**Instructions for the task:**
Please identify every line in the records below that contains the string "wing", and copy each one.

**Coordinate annotation records:**
——————————

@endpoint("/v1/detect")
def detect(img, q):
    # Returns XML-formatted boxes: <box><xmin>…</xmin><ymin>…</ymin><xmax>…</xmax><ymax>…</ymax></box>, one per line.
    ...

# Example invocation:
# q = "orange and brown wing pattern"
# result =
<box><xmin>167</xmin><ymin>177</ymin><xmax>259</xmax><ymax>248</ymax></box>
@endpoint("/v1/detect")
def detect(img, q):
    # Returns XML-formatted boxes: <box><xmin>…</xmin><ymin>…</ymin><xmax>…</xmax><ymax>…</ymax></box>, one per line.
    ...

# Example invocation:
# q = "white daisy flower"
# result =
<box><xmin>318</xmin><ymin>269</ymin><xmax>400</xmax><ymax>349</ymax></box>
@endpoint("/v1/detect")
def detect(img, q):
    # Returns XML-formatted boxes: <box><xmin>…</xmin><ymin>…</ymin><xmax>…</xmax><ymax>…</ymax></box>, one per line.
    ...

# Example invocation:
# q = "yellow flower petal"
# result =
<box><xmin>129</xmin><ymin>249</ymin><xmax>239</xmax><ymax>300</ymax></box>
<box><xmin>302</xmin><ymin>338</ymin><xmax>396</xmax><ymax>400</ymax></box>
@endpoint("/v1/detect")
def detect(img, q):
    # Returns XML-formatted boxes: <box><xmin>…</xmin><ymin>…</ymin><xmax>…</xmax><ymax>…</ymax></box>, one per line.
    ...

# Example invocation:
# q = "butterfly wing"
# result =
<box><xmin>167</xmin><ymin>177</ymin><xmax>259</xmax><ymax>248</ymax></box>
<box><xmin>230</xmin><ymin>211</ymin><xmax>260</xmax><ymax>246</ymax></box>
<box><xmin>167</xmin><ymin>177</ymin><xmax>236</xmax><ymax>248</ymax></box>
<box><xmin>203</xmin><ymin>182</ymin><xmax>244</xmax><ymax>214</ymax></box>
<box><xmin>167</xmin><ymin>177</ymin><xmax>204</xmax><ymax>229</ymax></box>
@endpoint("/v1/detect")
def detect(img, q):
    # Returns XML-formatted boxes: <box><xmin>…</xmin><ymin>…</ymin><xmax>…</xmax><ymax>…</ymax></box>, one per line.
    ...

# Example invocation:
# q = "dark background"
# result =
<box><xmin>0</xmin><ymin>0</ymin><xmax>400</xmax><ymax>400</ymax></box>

——————————

**Complete response:**
# q = "orange and brown wing pattern"
# q = "butterfly wing"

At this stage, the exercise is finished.